Rewrite the entries below as a numbered list, one line per number, leaving out blank lines and the pictures.

───── MATERIAL PROVIDED

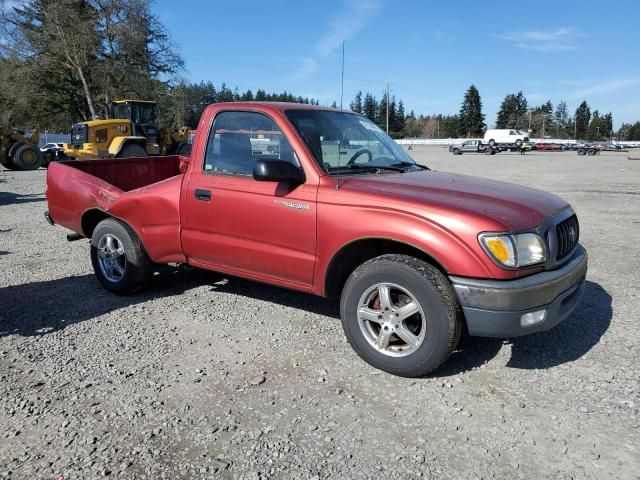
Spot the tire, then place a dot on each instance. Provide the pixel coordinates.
(28, 157)
(432, 337)
(6, 162)
(132, 150)
(118, 258)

──────────

● COMPLETED TASK
1. Spot the tire, then place a dot on each instance. Provide the pixel coordinates.
2. (28, 157)
3. (432, 337)
4. (6, 162)
5. (132, 150)
6. (118, 258)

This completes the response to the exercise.